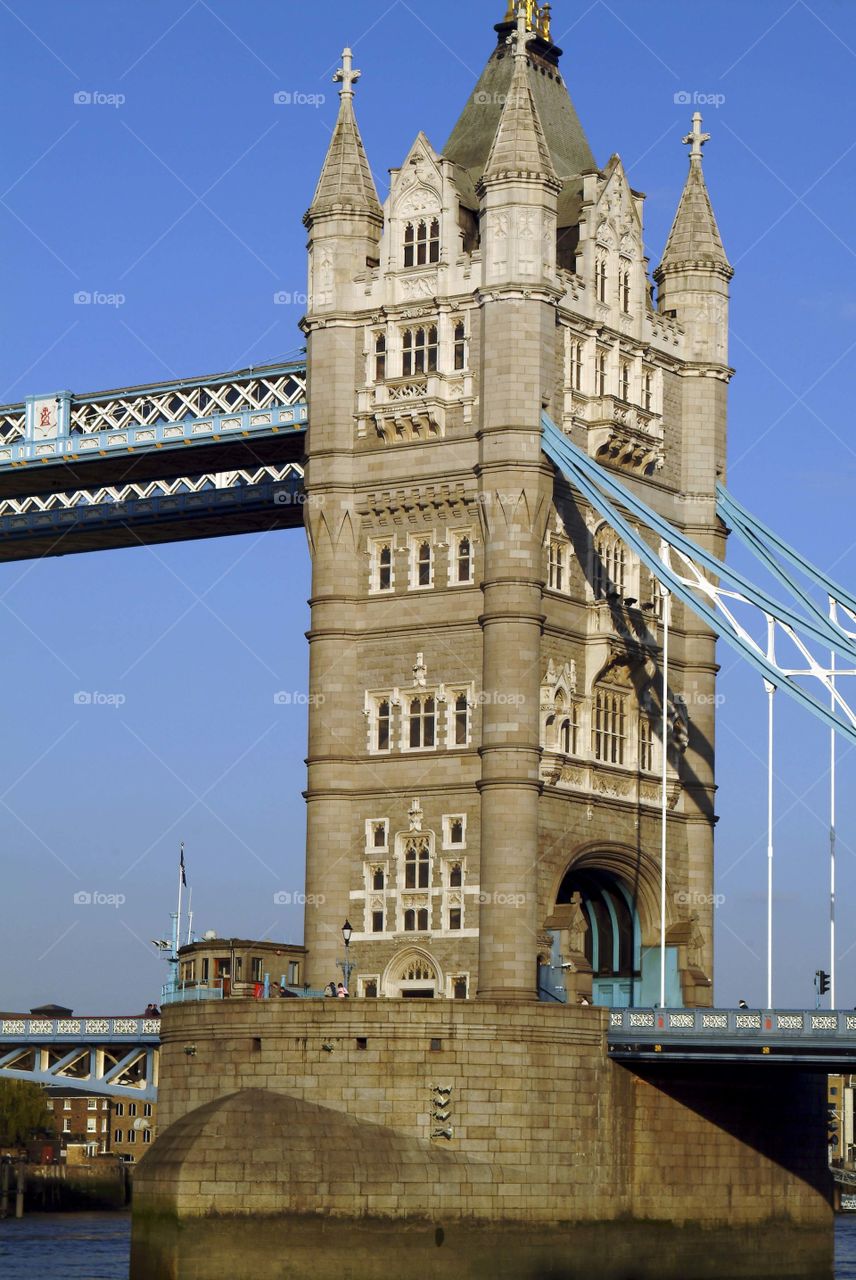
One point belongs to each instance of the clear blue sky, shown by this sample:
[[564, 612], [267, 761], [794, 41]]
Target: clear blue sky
[[186, 197]]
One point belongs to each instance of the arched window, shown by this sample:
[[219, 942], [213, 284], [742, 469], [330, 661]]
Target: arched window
[[600, 277], [422, 722], [465, 561], [602, 373], [459, 344], [461, 720], [576, 365], [625, 379], [417, 865], [645, 744], [381, 728], [608, 726], [609, 565]]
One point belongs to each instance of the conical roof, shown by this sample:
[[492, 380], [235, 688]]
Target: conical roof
[[471, 140], [346, 179], [520, 146]]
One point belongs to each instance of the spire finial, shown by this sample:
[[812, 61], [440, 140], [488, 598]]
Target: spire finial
[[696, 138], [347, 74]]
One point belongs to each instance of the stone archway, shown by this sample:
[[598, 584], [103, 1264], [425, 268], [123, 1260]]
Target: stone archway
[[412, 976]]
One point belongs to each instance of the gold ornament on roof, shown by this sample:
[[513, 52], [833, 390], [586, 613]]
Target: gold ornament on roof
[[538, 16]]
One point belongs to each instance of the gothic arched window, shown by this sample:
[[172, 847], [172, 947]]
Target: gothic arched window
[[609, 725], [609, 565]]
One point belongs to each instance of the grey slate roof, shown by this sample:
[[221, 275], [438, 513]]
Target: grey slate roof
[[346, 179], [694, 237], [474, 135]]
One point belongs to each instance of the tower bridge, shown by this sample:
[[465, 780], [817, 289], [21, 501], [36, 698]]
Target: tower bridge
[[508, 449]]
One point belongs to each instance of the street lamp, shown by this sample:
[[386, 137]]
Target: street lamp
[[346, 964]]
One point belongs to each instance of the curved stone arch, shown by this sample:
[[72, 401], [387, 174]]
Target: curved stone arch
[[403, 972], [637, 872]]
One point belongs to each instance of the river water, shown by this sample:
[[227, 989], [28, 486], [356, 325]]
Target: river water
[[97, 1246]]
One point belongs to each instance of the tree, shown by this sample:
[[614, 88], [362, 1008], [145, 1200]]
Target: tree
[[22, 1112]]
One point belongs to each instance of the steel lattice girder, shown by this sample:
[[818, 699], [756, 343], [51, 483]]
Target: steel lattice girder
[[599, 487]]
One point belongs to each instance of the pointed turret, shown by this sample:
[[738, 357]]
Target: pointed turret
[[346, 181], [695, 240], [520, 149]]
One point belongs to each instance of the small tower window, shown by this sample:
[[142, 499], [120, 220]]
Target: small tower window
[[625, 288], [600, 277], [645, 744], [422, 722], [648, 389], [385, 568], [381, 727], [602, 373], [417, 865], [380, 357], [576, 365], [459, 346], [609, 565], [461, 720], [608, 731]]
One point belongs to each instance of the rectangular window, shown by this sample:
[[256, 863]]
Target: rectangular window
[[557, 565], [645, 744], [461, 718], [422, 723]]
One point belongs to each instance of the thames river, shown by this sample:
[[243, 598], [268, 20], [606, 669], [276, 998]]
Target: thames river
[[96, 1247]]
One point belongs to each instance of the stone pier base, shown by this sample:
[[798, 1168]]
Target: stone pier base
[[381, 1138]]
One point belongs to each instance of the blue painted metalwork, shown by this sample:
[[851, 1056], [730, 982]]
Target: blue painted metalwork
[[595, 484], [816, 1038], [767, 545], [115, 1056]]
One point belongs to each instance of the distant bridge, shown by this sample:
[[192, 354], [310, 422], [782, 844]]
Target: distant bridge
[[115, 1056], [152, 464]]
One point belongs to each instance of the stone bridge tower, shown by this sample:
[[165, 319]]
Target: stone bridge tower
[[484, 763]]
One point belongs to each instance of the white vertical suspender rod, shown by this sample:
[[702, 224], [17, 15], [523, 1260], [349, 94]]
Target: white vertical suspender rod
[[664, 805]]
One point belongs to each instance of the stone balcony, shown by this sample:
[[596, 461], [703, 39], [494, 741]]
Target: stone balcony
[[619, 433]]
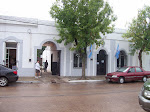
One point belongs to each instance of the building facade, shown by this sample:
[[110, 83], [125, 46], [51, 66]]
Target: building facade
[[21, 38]]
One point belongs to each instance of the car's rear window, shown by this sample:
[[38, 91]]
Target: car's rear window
[[123, 69]]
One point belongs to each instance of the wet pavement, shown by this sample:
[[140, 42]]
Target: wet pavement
[[46, 77], [70, 97]]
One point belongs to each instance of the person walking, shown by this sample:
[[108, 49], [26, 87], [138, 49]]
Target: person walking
[[37, 69], [45, 66]]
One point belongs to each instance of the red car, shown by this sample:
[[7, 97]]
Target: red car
[[131, 73]]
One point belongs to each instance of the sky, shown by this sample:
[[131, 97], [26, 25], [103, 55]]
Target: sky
[[125, 10]]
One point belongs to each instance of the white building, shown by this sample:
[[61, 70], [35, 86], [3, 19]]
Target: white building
[[20, 38]]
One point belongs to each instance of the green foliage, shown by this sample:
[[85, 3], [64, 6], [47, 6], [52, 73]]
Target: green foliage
[[81, 21], [138, 32]]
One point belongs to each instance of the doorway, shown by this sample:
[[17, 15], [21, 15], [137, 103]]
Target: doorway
[[50, 54], [101, 62], [11, 51], [122, 60]]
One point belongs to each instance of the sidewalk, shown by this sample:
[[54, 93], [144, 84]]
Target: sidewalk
[[47, 78]]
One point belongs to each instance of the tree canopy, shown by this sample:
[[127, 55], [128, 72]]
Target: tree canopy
[[138, 33], [81, 21]]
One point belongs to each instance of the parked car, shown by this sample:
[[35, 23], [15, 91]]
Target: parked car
[[7, 75], [130, 73], [144, 96]]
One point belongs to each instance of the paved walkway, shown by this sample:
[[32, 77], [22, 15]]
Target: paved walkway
[[48, 78]]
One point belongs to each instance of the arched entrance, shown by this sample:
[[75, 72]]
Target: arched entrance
[[50, 54], [122, 60], [101, 62]]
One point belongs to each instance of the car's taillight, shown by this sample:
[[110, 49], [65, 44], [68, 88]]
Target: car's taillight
[[15, 72]]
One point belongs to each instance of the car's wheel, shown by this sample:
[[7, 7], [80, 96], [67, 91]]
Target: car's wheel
[[121, 80], [3, 81], [144, 79]]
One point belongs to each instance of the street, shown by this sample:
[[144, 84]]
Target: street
[[70, 97]]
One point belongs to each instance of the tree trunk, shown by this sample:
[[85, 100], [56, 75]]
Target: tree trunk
[[140, 58]]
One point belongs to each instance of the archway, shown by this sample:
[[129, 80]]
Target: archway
[[102, 62], [122, 60], [50, 54]]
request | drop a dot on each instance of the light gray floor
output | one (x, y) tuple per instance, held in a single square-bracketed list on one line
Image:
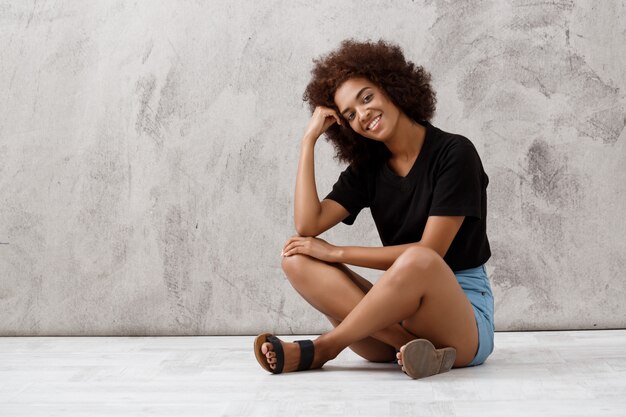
[(529, 374)]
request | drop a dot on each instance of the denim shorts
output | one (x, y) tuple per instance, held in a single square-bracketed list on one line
[(475, 285)]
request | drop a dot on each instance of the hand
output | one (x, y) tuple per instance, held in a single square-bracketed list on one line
[(321, 120), (311, 246)]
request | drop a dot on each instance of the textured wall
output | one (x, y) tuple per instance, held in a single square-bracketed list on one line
[(148, 152)]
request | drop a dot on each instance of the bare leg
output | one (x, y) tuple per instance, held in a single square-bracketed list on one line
[(335, 290), (420, 289)]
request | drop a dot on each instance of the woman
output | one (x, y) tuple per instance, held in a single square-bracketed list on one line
[(432, 309)]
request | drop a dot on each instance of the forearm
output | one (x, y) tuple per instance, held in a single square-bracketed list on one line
[(377, 258), (307, 206)]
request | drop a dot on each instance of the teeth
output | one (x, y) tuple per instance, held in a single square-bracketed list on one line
[(373, 123)]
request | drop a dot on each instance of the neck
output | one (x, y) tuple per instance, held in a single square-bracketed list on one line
[(407, 141)]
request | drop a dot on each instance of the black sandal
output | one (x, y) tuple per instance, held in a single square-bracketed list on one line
[(306, 353)]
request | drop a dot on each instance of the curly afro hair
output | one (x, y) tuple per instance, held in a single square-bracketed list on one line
[(382, 63)]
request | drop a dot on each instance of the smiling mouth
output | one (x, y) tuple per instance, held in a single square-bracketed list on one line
[(373, 123)]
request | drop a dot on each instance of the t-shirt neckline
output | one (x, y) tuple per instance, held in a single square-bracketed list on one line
[(414, 168)]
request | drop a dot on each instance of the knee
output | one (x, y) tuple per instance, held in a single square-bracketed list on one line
[(417, 259), (294, 265)]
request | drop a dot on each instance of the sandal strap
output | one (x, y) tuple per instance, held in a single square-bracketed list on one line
[(306, 354), (280, 354)]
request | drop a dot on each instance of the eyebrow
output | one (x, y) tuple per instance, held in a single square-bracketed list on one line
[(357, 97)]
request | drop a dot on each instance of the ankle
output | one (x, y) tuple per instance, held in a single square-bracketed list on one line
[(326, 347)]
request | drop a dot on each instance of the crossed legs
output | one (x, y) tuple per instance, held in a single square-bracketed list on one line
[(419, 289)]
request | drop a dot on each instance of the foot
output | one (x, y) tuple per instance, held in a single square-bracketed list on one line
[(292, 355), (399, 356), (424, 359)]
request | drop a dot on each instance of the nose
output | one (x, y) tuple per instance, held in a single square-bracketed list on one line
[(363, 114)]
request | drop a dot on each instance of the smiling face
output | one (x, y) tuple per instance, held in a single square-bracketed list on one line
[(367, 109)]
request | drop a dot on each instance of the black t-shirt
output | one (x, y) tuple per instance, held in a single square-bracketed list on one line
[(447, 179)]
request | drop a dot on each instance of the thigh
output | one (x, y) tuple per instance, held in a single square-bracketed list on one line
[(445, 316)]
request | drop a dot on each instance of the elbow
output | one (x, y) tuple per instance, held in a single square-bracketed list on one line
[(305, 230)]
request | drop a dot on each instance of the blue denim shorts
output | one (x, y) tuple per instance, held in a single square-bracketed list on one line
[(475, 285)]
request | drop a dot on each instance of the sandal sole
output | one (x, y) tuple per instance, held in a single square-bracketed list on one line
[(421, 359)]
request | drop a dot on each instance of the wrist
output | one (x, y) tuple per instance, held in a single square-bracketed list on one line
[(338, 254), (309, 139)]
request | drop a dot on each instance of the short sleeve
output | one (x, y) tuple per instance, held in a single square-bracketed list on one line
[(351, 191), (458, 184)]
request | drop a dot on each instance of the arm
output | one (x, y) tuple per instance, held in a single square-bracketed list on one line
[(312, 217), (438, 236)]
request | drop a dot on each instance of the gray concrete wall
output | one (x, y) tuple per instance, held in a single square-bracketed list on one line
[(148, 153)]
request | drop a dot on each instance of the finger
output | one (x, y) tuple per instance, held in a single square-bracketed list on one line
[(290, 242), (293, 251), (291, 247)]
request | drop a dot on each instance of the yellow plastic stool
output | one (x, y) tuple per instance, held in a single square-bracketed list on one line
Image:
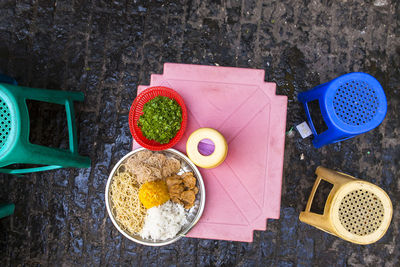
[(355, 210)]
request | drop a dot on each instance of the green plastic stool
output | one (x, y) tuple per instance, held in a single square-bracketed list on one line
[(14, 131), (6, 210)]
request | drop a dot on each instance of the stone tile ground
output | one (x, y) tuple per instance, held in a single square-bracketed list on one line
[(106, 48)]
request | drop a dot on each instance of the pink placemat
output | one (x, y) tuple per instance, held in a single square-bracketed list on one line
[(245, 190)]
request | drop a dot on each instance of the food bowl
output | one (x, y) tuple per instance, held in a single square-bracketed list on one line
[(194, 213), (137, 110)]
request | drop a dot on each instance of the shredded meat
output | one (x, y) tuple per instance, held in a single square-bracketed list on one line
[(182, 189), (188, 197), (176, 190), (170, 166), (189, 181), (173, 180)]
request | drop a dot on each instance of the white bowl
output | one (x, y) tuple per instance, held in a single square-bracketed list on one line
[(194, 213)]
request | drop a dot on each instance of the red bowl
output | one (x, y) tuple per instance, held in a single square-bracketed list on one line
[(137, 110)]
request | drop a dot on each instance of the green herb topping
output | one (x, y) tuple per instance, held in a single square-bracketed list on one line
[(161, 119)]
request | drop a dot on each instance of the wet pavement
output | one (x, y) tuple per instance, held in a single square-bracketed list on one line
[(106, 48)]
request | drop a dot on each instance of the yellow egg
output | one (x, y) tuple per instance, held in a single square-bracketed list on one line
[(153, 194)]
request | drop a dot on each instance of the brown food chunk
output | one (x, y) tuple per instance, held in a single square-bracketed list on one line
::::::::::
WHAT IS ASKED: Return every line from the one holding "request | drop a dot on each instance of the stone" through the end of the data, exactly as it appears, with both ends kept and nothing else.

REPLY:
request | drop a dot on each instance of the stone tile ground
output | one (x, y) tuple per instance, held in a single square-bracketed list on one line
[(106, 48)]
request | drop a dot on each instance of the pink placemat
output | one (x, y) tuple per instance, held in a single square-bracketed list on one line
[(245, 190)]
request | drop a dot on each instance of the food bowl
output | one (x, y) tuple per instance, held in a single square-bracketed list on one line
[(194, 213), (137, 110)]
request | drop a dot on each instance of the shredded meat
output | one (x, y) tuple per instance, held in a single square-bracketed list on one line
[(182, 189), (188, 197), (176, 190), (170, 166), (189, 181), (173, 180)]
request | drop a dot on each instance of the white bowl
output | one (x, y) tuple per instance, held in a single square-bracketed list on one line
[(194, 213)]
request | drop a dot on each instance of the red bowl
output | one (x, y) tuple per instance, held in a single square-bracketed list on one line
[(137, 110)]
request | drop a dot on each instance of the green herb topping
output | one (x, y) tuple per instance, held in a single square-bracketed list on one line
[(161, 119)]
request | drop a dot on each instance of the wet pavement
output | one (x, y) tuple per instance, held in a single square-bracketed list on one line
[(106, 48)]
request | drop a dot on each instance of the yellow egg
output | one (x, y) tuple per instance, held in a single square-bracketed list on one line
[(153, 194)]
request | drop a dot on each instance of the brown food chunk
output | one (x, y) tuple per instance, held in a single square-bracketed list on one line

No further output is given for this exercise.